JOB 1. Could you duplicate the Assassin's Creed Origins review word for word, beginning at the words "Developer: Ubisoft" and stopping after "as an Assassin."?

SOURCE DOCUMENT.
** begin **

Assassin's Creed: Origins Review

Written by Jake Tucker

October 31, 2017 | 16:00

Tags: #action-adventure #open-world #stealth

Companies: #ubisoft

Price: £40

Developer: Ubisoft

Publisher: Ubisoft

Platform(s): PC, PS4, Xbox One 

Version Reviewed: PC 

In just a few hours of Assassin's Creed I've been many things. Father, husband, warrior of Sekhmet (that one came with a cool cat helmet). I haven't spent a lot of time as an Assassin.

While it's still definitely an Assassin's Creed game, it's nearly three hours before I got my hands on my hidden blade, and after 20 hours of dashing around ancient Egypt no one had told me that nothing was true and everything was permitted. This is still the same historical sneak and stab 'em up that you might be used to, it's just… different. Even though Assassin's Creed Origins is revealing the start of the Assassin brotherhood, it is not afraid to explore new themes and rework the mechanical formula underlying the game.

The most obvious change is the reworked controls. Egyptian Assassin Bayek controls clearly, and Origins ditches the context-sensitive controls mapped to face buttons in favour of a more robust system that took a little bit of getting used to but felt better once it was bedded in, allowing quick access to several weapons and tools in addition to a quick switch between melee and ranged combat. It's responsive and universal, which means it's simple to nail a guy with an arrow from a vantage point, while riding a horse, or even during melee combat.

** end **

DATA SHOWN.

** begin **

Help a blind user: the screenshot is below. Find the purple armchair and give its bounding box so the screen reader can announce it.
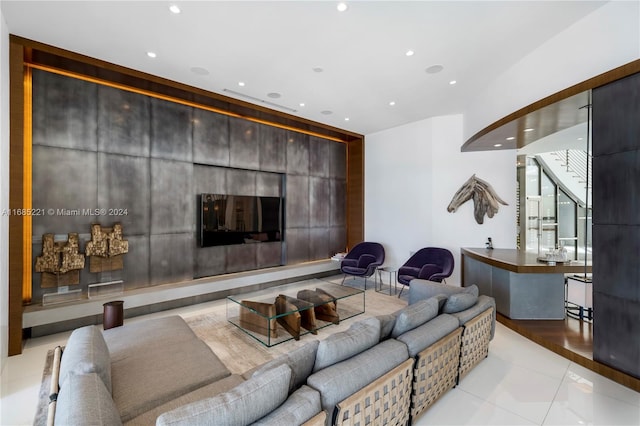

** end **
** begin **

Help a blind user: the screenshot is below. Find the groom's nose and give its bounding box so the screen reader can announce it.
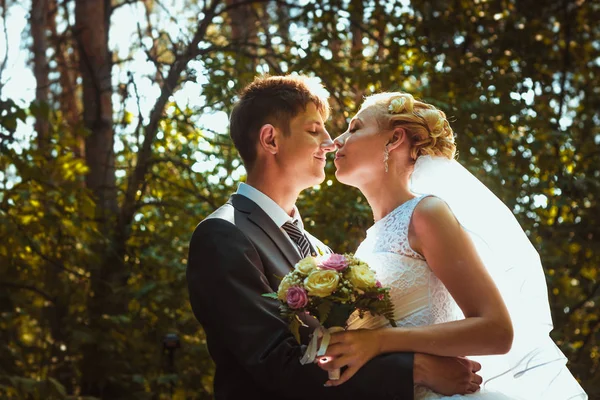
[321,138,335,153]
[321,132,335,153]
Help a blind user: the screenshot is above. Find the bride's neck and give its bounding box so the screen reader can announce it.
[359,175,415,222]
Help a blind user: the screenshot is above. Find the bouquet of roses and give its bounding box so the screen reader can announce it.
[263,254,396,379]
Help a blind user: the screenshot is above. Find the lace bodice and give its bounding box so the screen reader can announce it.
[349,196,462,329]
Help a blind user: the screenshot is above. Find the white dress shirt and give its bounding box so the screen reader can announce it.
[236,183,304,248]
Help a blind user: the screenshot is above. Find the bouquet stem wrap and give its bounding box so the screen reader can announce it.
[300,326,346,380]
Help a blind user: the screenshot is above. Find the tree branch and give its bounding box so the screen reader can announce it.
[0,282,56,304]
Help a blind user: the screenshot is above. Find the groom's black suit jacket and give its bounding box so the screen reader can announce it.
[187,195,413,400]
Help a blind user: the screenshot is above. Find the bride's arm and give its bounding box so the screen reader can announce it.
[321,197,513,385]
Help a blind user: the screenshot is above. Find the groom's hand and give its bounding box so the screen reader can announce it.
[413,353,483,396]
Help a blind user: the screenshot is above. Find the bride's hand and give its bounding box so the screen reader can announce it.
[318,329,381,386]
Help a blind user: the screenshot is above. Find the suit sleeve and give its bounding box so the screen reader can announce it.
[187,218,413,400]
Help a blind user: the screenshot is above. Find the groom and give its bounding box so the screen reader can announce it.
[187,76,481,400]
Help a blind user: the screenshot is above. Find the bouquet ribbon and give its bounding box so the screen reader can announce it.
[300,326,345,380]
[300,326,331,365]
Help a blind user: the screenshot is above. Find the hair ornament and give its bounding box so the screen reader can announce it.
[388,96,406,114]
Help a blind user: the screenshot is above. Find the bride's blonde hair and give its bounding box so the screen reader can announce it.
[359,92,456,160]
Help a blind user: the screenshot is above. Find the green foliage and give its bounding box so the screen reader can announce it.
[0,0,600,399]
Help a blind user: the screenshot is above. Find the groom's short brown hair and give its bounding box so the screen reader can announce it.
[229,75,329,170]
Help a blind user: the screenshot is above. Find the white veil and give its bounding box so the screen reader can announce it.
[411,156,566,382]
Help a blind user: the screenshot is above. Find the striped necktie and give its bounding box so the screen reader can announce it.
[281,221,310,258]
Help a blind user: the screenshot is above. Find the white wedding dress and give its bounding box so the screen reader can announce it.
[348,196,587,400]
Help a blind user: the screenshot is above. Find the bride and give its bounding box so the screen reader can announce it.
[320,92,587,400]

** end **
** begin **

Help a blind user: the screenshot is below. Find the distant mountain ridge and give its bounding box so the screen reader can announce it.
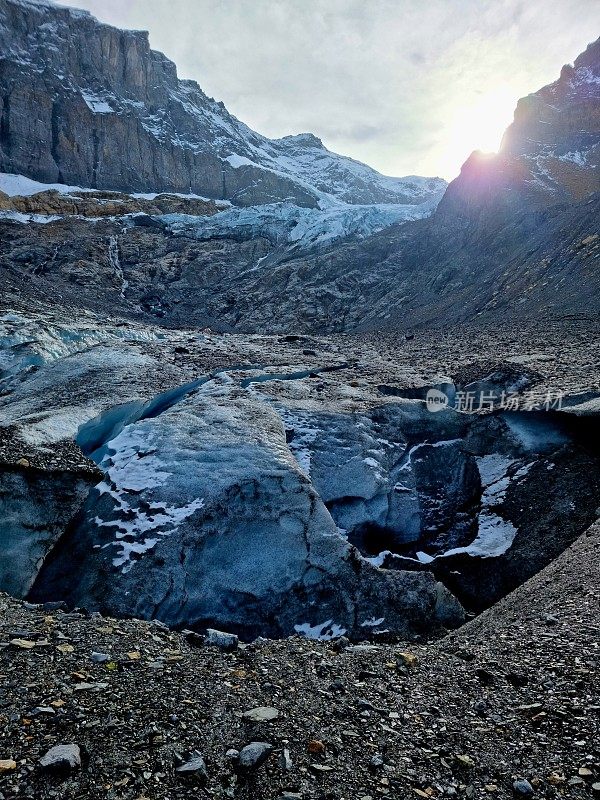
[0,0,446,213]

** end **

JOB 2. In the listing, can you give back the lines beginning at the line that has "the white wedding" and stopping after the line that has "[320,92,587,400]", swapping "screen reader" for "narration software" and leaving everything else unchanged?

EXERCISE SOLUTION 1.
Developer: Ubisoft

Publisher: Ubisoft

Platform(s): PC, PS4, Xbox One 

Version Reviewed: PC 

In just a few hours of Assassin's Creed I've been many things. Father, husband, warrior of Sekhmet (that one came with a cool cat helmet). I haven't spent a lot of time as an Assassin.

EXERCISE SOLUTION 2.
Help a blind user: the screenshot is above. Find the white wedding dress and give its bounding box so the narration software can announce it.
[348,196,587,400]
Help a blind user: the screenshot is above. Find the bride and give its bounding box so the narration software can announce it.
[320,92,587,400]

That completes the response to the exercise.